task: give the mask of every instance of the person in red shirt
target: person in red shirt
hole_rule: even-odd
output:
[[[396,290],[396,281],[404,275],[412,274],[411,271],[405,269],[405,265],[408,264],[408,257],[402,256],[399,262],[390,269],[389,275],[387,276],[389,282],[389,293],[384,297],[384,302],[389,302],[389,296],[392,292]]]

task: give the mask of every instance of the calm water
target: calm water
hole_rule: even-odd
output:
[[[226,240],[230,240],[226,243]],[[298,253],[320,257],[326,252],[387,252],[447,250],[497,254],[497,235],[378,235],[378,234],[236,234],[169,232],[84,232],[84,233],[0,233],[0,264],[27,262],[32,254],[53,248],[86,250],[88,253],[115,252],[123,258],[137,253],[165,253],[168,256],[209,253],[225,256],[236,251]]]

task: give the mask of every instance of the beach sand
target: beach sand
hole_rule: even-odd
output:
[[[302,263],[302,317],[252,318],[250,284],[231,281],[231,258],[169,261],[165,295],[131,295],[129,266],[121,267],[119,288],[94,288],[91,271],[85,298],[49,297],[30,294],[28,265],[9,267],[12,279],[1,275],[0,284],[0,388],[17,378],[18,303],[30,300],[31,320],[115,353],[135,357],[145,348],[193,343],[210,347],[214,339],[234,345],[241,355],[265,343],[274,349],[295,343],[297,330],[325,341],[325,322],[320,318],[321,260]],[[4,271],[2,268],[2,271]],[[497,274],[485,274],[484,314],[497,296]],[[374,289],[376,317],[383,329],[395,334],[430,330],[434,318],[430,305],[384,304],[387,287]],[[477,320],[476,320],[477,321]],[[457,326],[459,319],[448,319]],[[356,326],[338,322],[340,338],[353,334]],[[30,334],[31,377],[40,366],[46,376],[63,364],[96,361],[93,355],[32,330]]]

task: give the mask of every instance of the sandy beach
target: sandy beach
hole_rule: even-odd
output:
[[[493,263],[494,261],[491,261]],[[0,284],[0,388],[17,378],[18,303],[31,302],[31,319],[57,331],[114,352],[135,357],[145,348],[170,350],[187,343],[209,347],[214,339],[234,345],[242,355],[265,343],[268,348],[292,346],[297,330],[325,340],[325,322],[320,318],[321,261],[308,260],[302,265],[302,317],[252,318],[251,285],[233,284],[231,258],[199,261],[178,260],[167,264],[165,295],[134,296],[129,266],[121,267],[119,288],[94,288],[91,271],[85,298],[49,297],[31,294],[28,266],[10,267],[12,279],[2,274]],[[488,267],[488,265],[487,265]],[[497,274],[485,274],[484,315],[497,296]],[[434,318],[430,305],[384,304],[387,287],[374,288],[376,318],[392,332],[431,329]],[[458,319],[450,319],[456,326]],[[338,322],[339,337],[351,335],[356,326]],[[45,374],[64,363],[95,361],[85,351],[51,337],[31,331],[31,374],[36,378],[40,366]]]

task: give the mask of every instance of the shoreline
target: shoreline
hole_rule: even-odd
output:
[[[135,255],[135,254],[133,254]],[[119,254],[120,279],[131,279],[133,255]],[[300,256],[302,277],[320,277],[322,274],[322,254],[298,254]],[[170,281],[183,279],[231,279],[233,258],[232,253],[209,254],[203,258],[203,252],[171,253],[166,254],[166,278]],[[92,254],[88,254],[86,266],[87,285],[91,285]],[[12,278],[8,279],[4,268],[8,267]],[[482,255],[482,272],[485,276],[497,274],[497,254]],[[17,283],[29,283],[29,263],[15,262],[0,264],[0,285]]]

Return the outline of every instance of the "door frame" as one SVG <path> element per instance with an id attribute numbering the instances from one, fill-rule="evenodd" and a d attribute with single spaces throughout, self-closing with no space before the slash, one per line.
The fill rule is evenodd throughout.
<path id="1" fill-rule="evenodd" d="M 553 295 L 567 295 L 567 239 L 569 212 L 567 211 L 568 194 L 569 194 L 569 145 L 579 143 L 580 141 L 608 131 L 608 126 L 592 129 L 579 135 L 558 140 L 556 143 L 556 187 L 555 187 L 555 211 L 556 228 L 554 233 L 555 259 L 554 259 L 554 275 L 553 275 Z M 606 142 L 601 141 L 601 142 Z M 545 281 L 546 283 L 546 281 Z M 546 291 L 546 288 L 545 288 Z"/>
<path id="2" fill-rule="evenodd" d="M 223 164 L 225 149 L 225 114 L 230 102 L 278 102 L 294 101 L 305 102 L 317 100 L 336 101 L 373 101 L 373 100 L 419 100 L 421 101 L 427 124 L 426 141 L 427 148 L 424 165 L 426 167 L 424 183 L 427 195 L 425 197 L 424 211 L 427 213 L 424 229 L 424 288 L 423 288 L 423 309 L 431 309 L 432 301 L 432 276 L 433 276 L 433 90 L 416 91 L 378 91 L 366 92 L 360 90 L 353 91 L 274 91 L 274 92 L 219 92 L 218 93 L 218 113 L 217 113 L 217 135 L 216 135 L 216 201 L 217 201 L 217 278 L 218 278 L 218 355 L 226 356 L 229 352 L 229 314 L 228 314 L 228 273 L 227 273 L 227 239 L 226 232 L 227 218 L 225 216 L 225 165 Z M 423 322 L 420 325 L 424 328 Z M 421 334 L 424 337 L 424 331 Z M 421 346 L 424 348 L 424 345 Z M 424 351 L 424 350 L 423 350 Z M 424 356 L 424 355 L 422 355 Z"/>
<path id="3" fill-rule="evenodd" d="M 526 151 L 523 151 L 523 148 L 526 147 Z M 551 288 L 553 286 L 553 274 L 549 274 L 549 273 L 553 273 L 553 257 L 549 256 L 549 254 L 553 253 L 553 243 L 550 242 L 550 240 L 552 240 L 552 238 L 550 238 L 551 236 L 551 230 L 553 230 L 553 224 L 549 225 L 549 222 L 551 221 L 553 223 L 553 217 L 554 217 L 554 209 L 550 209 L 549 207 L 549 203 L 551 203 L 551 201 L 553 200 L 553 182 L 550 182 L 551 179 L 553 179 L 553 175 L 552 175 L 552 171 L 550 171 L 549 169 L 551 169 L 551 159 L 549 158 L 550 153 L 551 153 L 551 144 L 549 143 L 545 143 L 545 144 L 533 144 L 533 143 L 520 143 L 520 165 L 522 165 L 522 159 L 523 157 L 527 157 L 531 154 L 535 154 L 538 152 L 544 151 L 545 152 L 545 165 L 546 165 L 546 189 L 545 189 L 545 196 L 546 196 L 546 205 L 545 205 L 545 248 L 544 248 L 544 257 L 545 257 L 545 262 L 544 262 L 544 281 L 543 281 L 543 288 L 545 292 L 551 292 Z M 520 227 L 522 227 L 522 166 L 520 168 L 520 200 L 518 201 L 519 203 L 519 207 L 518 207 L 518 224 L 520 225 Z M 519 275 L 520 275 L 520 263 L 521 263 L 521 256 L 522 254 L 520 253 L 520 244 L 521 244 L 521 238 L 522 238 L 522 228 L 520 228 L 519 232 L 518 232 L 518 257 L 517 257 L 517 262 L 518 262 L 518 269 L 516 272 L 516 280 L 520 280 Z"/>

__Requirement__. Pull out every line in the entries above that contains the word "task", copying each one unchanged.

__Worked answer__.
task: give the mask of every instance of the person in red shirt
task: give the mask of every instance of the calm water
task: give the mask of every instance of the beach sand
task: give the mask of every instance of the sandy beach
task: give the mask of every instance of the shoreline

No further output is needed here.